» DATA ENTRIES
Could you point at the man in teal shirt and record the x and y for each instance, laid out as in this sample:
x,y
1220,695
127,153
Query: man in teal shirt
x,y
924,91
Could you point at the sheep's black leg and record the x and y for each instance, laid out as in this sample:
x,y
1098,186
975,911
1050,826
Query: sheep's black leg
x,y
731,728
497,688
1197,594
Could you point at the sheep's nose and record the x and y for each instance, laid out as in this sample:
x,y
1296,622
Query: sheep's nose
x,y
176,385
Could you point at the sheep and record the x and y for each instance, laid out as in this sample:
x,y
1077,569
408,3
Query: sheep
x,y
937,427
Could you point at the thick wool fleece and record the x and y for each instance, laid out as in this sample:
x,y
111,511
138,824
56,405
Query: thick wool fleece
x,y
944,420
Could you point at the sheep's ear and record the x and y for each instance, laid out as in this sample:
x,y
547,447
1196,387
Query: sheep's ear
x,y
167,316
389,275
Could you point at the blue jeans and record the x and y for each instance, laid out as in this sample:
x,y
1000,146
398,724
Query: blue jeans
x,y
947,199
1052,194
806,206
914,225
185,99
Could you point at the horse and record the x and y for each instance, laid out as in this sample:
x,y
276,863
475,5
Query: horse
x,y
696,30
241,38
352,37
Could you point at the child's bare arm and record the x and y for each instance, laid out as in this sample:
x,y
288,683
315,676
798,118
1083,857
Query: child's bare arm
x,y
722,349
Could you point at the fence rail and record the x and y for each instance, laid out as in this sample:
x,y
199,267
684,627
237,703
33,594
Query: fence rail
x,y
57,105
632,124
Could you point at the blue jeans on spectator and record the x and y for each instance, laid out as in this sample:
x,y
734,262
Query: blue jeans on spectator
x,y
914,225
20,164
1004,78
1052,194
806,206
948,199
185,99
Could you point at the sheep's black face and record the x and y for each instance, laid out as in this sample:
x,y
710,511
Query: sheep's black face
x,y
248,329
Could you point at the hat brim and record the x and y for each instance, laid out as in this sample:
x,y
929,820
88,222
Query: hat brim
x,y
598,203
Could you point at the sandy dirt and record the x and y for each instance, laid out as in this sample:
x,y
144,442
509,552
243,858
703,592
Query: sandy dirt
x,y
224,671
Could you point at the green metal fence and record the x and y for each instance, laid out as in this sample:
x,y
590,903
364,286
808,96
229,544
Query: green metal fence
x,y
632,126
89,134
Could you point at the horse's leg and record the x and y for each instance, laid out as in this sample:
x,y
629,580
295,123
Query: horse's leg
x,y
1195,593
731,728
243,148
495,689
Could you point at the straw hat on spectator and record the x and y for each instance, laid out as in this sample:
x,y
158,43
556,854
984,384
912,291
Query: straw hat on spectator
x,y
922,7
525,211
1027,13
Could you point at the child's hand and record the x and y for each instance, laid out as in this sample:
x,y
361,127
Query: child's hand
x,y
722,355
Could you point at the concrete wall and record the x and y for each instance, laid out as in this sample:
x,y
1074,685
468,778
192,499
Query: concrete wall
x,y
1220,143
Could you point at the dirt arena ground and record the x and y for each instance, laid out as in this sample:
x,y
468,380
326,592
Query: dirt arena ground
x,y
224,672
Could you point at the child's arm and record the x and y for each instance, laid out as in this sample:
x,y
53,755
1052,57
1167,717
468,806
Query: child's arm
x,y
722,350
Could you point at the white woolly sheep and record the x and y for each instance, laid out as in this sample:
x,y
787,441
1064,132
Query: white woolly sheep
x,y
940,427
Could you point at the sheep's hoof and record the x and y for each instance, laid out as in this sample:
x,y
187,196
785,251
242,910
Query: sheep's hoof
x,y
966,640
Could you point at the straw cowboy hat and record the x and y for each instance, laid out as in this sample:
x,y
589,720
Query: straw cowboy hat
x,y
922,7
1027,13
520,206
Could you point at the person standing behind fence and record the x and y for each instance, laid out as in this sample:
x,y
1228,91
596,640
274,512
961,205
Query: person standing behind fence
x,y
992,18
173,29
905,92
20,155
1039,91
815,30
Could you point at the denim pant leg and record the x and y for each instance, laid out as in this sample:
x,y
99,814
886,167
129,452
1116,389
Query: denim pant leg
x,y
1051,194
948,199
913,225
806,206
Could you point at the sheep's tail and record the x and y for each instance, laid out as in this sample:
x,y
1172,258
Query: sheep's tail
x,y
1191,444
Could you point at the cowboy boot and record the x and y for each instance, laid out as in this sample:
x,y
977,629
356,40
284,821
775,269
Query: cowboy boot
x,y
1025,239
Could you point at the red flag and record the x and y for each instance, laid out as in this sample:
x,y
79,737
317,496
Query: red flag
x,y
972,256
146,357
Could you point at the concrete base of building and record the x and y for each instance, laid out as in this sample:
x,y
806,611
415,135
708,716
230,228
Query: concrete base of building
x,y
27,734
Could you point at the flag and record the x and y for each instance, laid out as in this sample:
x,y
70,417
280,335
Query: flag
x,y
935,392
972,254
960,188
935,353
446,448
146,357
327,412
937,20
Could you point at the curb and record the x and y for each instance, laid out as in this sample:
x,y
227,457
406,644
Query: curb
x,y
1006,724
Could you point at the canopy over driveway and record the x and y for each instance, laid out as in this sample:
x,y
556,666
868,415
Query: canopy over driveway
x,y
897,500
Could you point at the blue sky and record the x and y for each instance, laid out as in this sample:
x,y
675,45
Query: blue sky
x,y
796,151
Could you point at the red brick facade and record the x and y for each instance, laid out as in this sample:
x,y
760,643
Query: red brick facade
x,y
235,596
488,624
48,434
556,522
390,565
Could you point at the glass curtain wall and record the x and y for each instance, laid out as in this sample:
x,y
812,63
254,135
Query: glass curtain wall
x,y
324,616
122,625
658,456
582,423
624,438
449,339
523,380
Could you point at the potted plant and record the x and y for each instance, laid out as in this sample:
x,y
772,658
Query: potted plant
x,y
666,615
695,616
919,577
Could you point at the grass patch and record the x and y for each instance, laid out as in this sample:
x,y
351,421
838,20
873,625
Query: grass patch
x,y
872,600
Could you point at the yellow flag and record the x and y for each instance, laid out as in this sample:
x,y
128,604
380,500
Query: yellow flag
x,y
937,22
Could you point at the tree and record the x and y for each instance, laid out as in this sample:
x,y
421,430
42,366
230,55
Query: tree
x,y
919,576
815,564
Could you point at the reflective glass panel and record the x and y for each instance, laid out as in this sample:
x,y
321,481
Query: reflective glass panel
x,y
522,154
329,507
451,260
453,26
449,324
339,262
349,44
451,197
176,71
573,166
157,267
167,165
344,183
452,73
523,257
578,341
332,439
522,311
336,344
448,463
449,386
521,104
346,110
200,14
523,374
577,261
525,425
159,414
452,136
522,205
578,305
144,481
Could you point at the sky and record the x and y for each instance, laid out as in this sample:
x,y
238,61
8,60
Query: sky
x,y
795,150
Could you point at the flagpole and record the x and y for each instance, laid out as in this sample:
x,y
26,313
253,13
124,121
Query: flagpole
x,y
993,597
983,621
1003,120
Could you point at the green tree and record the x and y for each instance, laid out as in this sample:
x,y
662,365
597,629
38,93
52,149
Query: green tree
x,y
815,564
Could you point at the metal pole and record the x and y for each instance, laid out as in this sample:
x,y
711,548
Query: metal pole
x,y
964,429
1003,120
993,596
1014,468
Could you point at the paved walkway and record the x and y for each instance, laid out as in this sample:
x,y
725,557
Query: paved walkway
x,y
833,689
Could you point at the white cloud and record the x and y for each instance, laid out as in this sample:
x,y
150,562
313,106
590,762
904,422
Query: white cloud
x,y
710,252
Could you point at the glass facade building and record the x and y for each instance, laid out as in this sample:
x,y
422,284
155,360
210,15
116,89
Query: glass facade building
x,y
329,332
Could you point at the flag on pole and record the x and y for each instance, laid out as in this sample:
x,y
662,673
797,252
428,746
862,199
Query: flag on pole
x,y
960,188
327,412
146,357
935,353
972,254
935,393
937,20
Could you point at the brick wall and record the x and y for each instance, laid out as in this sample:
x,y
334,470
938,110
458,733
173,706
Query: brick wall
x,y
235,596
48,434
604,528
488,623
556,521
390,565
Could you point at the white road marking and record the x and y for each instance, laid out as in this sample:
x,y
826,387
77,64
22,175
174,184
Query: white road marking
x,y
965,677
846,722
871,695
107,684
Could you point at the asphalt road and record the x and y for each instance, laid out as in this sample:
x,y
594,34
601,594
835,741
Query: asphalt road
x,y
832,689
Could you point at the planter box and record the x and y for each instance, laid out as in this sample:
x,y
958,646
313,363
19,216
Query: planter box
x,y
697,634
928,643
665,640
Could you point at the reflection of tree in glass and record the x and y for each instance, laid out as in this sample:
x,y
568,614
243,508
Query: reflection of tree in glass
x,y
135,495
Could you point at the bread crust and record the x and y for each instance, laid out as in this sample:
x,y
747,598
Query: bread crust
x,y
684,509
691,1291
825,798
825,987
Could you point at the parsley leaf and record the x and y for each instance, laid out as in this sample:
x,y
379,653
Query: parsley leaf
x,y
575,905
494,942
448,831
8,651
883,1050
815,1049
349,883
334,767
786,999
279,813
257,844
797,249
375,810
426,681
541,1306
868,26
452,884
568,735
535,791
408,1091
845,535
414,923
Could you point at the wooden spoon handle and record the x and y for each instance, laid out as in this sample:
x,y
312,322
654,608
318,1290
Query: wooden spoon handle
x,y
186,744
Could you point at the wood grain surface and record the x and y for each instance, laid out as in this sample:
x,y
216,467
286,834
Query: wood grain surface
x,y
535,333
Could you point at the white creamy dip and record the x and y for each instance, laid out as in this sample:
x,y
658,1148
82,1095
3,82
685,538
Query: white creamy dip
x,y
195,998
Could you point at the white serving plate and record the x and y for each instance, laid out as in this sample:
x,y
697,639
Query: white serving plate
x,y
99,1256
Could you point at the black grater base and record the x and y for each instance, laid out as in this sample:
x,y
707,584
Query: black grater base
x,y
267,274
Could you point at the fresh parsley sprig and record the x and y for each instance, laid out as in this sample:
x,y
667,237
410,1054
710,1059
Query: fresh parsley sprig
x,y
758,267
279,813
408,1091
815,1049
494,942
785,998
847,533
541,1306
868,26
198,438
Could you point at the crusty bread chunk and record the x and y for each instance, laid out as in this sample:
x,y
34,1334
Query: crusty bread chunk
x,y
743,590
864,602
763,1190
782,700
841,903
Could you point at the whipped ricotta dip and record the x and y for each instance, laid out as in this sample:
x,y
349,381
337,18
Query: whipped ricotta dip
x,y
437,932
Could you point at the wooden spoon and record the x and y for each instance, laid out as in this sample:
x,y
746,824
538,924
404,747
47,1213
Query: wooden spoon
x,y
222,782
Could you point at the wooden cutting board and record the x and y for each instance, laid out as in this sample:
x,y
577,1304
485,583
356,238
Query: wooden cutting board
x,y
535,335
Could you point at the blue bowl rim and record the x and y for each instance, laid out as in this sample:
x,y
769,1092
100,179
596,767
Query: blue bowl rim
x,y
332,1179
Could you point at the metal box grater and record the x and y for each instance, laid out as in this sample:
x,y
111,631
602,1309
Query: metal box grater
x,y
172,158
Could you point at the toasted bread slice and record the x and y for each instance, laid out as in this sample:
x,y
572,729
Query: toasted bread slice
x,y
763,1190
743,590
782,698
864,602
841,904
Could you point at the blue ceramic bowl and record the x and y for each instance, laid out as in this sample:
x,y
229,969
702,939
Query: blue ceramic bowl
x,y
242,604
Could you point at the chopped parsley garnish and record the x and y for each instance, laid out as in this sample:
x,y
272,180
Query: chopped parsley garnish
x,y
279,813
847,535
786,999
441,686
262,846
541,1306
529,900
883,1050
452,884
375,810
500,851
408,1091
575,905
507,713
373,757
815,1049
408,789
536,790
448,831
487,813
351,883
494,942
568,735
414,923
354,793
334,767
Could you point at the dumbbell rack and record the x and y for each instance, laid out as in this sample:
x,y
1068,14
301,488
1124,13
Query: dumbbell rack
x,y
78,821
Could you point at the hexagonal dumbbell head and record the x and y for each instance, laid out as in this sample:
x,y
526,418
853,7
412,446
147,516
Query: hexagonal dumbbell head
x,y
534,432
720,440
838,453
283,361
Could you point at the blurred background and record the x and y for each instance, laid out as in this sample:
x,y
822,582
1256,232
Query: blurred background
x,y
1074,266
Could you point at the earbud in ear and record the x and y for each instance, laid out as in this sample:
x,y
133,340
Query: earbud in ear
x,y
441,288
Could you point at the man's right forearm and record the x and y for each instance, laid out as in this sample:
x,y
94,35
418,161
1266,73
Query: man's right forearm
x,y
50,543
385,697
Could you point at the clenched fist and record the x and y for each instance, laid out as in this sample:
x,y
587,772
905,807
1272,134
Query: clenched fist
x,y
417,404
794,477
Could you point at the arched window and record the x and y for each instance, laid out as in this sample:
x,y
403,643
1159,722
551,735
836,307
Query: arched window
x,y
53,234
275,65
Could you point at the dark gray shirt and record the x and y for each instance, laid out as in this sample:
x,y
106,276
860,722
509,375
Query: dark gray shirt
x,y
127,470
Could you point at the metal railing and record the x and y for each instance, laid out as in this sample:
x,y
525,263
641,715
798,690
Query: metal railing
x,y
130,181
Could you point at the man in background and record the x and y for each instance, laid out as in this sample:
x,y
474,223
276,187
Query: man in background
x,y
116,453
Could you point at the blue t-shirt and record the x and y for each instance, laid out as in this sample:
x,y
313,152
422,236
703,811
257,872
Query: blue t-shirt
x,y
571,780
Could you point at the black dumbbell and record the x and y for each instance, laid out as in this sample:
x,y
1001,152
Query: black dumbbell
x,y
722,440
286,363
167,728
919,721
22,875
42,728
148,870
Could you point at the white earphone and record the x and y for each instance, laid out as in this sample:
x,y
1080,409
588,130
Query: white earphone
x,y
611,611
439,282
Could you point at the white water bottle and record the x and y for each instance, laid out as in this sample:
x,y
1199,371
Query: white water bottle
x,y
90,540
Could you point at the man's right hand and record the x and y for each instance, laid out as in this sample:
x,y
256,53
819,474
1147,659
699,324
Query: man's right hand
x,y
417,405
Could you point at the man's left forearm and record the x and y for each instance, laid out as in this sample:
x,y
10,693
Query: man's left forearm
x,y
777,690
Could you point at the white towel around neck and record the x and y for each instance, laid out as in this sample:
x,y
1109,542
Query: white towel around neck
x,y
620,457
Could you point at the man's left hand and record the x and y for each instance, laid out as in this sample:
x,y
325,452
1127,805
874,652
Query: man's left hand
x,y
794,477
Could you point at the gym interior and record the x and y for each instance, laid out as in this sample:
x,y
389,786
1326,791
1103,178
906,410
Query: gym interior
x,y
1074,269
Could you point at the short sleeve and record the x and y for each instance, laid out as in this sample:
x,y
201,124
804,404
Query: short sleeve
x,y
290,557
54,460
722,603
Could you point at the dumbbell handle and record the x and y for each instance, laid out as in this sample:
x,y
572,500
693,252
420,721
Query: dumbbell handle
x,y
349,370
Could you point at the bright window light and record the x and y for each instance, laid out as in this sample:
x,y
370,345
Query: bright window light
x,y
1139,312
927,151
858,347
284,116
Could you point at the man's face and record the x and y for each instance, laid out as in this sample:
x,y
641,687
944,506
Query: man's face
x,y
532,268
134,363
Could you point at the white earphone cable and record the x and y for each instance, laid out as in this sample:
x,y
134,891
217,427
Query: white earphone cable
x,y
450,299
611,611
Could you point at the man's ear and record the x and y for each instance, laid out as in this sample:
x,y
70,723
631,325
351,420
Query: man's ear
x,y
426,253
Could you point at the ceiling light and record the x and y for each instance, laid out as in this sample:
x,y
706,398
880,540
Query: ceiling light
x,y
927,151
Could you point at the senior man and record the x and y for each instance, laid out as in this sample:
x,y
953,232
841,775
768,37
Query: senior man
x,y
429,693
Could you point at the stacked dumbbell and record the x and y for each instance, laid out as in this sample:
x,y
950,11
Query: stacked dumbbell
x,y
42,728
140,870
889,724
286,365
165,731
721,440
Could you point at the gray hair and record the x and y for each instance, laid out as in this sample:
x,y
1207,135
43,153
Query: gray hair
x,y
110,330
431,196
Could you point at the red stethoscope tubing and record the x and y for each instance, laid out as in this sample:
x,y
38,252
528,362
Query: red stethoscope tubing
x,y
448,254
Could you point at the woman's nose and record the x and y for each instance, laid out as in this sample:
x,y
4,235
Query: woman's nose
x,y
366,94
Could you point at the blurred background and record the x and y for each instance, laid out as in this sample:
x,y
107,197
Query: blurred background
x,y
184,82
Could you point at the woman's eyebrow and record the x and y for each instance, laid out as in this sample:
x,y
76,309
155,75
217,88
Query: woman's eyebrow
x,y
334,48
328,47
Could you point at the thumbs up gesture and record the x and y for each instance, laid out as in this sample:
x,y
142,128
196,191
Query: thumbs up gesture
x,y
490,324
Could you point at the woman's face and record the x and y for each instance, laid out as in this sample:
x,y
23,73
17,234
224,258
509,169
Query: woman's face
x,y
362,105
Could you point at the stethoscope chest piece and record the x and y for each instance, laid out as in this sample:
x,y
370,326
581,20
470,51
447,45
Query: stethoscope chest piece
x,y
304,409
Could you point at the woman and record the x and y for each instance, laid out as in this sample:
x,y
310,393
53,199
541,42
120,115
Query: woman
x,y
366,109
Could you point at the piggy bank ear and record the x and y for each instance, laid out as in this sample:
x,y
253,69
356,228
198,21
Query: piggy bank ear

» WHAT YOU ARE ASKED TO DO
Write out exactly the lines starting with the one that holds "Could you point at the red stethoscope" and running through the last line above.

» FINISHED ANSWER
Could you point at the red stethoscope tubing and record the x and y for each instance, laid out as in this sample:
x,y
38,252
528,362
Query: red stethoscope tubing
x,y
448,254
Could you point at the woman's nose and record the x and y for each instance, laid out as in this sample:
x,y
4,235
Query: woman's nose
x,y
366,94
Could you point at the blurred background and record the x and y for each instance, laid out as in this sample:
x,y
107,197
Query: blurred background
x,y
184,82
Could you point at the woman's eyebrow and record the x and y for each instance, laid out as in this sample:
x,y
76,309
155,75
217,88
Query: woman's eyebrow
x,y
334,48
328,47
Could you point at the thumbs up gesture and record the x and y for each instance, laid out as in this sample:
x,y
142,128
196,191
Query: thumbs up gesture
x,y
490,324
Could you point at the woman's face and record the x and y for each instance, laid out as in this sample:
x,y
23,73
17,234
224,258
509,169
Query: woman's face
x,y
362,105
Could you point at the stethoscope chest piece and record the x and y for each instance, laid out as in this sample:
x,y
370,326
581,20
470,51
447,45
Query: stethoscope chest piece
x,y
304,409
Could you point at the woman and record the x and y for each instance, laid out as in this sample:
x,y
310,393
53,199
541,42
120,115
Query: woman
x,y
366,109
Could you point at the piggy bank ear and record the x and y for each instance, laid out as in this sample:
x,y
253,69
356,228
198,21
Query: piggy bank ear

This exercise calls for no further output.